*The request:* Put the lines of the records from the line with "Point out every instance of the plastic" up to and including the line with "x=372, y=389" into a Markdown table with two columns, Row for the row number and Line for the line itself, and leave out any blank lines.

Start of Data for processing

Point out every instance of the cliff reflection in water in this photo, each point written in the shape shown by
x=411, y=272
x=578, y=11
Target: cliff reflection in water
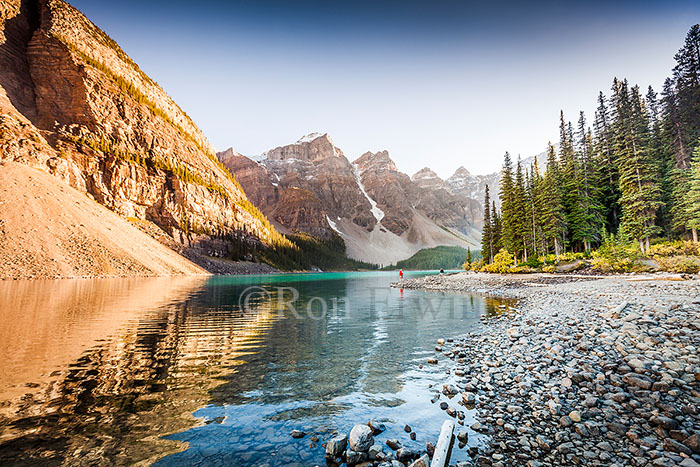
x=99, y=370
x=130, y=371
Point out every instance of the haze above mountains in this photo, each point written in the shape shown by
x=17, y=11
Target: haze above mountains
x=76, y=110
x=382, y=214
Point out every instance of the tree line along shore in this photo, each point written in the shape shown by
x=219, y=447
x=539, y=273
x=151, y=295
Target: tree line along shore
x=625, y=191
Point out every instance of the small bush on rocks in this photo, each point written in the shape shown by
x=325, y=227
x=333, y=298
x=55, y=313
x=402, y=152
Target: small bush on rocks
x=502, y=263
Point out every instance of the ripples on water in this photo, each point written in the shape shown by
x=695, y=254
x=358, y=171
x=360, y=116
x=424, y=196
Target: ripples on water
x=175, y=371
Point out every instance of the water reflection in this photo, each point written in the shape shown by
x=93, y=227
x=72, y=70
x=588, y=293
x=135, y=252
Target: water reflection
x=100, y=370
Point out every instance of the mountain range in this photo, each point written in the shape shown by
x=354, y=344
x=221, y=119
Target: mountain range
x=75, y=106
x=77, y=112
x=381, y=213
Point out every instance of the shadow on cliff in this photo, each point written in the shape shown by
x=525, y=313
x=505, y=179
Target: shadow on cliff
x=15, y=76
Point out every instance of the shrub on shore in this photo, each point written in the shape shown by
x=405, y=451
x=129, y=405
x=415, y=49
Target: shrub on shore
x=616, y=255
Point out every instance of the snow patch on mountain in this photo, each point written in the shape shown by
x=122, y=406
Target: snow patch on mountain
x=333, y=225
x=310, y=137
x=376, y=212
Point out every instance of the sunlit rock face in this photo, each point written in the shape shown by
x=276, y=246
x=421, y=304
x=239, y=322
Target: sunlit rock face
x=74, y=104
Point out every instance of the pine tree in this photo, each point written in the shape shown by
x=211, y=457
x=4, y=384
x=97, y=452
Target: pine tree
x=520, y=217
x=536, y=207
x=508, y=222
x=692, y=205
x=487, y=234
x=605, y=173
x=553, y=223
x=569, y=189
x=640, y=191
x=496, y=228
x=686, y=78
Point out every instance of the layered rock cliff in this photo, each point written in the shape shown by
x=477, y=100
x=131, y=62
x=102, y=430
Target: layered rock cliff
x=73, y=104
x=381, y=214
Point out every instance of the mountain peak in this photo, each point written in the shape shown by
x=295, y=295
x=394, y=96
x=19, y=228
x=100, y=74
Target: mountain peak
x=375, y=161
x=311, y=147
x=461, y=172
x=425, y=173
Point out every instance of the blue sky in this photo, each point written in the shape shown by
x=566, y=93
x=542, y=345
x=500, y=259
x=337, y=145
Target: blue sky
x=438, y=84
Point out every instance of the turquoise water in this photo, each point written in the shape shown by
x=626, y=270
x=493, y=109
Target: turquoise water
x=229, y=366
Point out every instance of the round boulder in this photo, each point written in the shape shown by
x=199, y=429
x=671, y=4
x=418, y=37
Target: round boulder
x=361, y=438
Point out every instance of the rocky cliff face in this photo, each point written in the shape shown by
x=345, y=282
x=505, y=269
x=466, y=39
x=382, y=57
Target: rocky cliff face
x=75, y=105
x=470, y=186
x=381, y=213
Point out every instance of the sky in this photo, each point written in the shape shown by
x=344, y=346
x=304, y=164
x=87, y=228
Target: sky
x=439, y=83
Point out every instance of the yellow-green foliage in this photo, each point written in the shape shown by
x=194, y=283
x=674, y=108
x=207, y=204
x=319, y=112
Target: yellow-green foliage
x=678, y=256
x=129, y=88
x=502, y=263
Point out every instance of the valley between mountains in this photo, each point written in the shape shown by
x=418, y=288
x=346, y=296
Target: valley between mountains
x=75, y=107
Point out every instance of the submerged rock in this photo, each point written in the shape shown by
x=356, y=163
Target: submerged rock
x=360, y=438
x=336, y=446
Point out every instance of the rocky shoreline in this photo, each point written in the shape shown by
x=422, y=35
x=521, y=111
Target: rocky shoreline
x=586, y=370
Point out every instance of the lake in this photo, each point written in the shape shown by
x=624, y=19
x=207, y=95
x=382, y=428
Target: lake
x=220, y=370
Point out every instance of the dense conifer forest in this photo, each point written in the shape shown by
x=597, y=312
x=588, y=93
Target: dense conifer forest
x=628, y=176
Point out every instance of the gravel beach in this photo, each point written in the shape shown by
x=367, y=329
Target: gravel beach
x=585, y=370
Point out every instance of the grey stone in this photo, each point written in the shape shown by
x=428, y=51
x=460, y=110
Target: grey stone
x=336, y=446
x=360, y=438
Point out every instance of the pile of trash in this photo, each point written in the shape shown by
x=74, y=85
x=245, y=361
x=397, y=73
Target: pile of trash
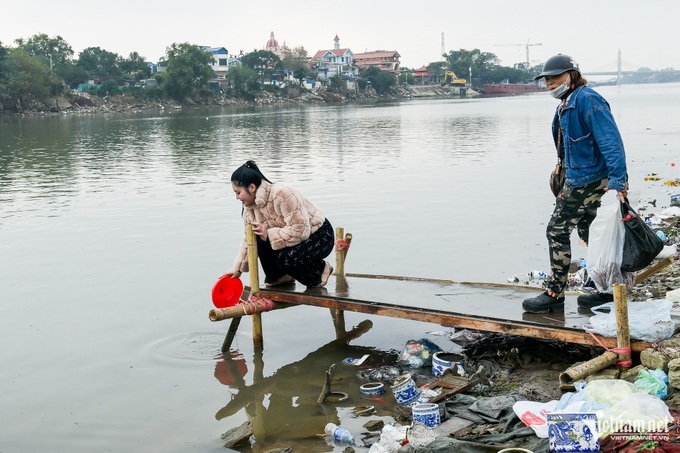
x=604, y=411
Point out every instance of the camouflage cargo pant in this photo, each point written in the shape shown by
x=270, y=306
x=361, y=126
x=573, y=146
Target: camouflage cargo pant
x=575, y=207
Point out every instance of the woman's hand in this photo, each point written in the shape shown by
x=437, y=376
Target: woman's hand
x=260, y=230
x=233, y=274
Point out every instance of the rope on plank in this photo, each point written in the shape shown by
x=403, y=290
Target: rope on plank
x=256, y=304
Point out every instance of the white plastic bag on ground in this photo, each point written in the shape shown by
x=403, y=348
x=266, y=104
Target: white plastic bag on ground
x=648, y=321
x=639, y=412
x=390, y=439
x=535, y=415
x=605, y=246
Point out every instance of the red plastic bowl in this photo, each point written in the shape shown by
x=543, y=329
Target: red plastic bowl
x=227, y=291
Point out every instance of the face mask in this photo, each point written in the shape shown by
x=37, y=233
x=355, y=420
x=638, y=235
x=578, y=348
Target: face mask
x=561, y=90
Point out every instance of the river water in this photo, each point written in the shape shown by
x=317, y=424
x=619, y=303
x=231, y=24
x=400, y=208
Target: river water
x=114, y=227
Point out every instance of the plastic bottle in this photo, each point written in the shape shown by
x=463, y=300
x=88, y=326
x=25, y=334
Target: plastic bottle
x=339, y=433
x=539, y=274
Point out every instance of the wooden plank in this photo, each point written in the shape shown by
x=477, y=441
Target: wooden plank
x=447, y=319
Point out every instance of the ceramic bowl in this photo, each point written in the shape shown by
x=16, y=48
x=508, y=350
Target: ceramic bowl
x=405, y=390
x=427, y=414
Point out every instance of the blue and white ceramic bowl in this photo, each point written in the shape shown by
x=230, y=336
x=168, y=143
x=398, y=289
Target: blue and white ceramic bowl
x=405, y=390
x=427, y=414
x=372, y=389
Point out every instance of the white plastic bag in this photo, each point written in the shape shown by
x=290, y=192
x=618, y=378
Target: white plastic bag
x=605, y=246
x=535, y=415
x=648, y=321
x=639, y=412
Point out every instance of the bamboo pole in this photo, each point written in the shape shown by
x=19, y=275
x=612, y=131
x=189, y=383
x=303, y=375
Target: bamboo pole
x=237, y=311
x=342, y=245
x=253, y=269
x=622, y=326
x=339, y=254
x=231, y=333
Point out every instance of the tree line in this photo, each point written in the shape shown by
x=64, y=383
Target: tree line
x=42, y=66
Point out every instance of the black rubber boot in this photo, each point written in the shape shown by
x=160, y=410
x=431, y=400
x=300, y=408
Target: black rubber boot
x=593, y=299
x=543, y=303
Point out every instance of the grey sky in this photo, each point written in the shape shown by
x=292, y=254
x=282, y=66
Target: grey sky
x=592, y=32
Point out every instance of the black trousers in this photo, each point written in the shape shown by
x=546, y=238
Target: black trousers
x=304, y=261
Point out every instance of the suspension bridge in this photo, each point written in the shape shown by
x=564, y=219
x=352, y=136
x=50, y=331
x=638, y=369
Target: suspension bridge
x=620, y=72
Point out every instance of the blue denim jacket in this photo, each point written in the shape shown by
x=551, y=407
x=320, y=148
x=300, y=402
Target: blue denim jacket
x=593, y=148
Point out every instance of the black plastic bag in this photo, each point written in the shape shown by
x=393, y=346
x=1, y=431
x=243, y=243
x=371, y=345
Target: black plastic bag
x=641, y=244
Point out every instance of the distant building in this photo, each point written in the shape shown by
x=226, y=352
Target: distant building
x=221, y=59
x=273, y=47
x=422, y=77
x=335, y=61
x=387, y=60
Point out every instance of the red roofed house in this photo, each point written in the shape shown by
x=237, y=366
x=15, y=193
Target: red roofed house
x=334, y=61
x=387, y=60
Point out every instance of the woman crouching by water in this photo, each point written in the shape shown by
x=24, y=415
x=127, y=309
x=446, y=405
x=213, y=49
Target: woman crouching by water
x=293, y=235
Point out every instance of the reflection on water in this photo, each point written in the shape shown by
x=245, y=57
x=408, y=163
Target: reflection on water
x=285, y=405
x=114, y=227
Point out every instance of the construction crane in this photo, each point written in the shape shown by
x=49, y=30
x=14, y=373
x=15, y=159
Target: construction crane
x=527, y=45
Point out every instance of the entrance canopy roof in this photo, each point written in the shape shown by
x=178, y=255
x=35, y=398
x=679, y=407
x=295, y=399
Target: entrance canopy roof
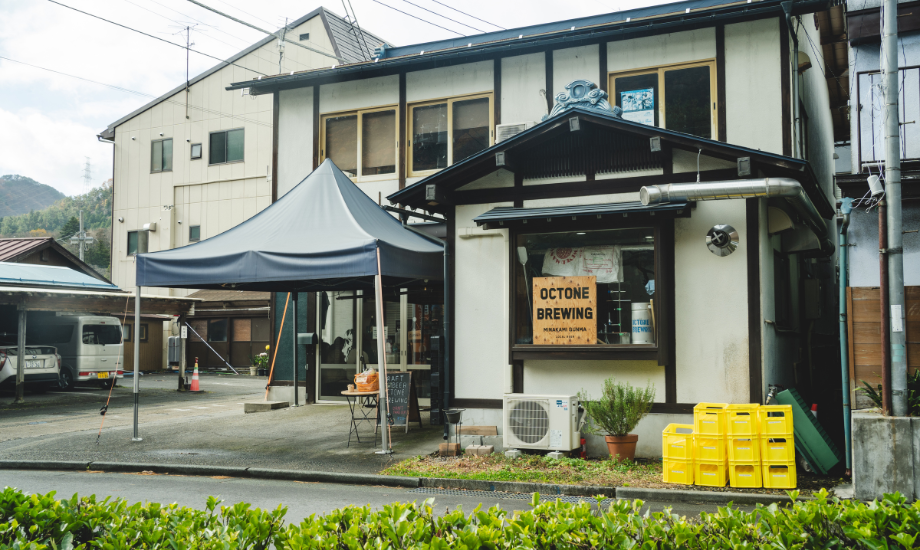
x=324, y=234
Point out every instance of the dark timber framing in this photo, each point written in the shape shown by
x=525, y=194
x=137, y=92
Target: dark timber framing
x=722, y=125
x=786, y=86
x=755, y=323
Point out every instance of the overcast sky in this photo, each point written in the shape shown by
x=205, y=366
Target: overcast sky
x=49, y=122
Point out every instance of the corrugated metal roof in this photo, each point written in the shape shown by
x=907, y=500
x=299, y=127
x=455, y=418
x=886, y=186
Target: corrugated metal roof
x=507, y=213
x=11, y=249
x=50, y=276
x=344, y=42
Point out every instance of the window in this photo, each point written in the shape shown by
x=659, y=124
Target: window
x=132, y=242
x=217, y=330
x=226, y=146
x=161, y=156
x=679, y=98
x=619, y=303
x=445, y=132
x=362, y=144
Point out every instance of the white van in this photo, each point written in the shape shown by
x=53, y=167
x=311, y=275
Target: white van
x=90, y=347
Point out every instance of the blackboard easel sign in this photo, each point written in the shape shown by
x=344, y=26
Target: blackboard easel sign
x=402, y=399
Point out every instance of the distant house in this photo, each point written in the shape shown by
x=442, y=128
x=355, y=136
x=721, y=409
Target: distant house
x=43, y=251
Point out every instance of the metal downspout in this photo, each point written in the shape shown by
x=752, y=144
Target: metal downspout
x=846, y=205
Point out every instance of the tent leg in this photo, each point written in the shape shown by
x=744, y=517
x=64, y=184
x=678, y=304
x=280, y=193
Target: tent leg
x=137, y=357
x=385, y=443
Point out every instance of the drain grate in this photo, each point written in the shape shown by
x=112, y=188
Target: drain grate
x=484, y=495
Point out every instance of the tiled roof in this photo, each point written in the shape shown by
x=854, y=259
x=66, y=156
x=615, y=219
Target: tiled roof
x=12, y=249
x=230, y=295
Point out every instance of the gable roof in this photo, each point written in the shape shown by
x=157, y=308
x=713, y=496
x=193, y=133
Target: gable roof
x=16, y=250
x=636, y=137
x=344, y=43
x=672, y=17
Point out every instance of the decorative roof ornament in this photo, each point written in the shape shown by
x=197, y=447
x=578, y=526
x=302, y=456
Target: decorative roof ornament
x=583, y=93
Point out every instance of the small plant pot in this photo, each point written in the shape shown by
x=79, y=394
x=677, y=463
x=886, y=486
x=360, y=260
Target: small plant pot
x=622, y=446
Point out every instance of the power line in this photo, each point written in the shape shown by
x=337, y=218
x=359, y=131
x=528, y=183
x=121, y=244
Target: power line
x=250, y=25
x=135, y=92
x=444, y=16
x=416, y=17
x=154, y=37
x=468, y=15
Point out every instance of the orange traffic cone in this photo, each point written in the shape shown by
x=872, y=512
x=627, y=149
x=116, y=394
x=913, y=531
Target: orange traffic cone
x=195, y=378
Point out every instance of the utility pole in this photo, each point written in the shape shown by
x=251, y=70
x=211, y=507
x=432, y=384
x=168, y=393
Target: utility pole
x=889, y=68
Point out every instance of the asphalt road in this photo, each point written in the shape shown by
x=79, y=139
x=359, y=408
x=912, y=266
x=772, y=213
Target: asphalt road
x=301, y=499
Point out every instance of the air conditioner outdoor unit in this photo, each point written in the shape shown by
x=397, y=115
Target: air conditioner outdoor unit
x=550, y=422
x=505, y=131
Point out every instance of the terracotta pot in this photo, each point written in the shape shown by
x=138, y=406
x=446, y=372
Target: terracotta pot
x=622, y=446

End of Data for processing

*Solved problem:*
| Row | Line |
|---|---|
| 1 | Point out every instance of the plastic bottle in this photo, each point written in the shape shown by |
| 2 | x=463, y=300 |
| 3 | x=88, y=326 |
| 4 | x=25, y=334 |
| 5 | Target: plastic bottle |
| 6 | x=339, y=433 |
| 7 | x=539, y=274 |
| 8 | Point out every instance of the wooden plank in this photo, each point written in the shape shown by |
| 9 | x=477, y=441 |
| 10 | Target: wooden plank |
| 11 | x=447, y=319 |
| 12 | Point out every instance of the ceramic bowl in this photo, each point written in the shape shown by |
| 13 | x=16, y=48 |
| 14 | x=508, y=350 |
| 15 | Target: ceramic bowl |
| 16 | x=405, y=390 |
| 17 | x=427, y=414 |
| 18 | Point out every instance of the blue and white ceramic bowl in this photo, each point written in the shape shown by |
| 19 | x=230, y=336 |
| 20 | x=168, y=143 |
| 21 | x=398, y=289 |
| 22 | Target: blue and white ceramic bowl |
| 23 | x=405, y=390 |
| 24 | x=427, y=414 |
| 25 | x=372, y=389 |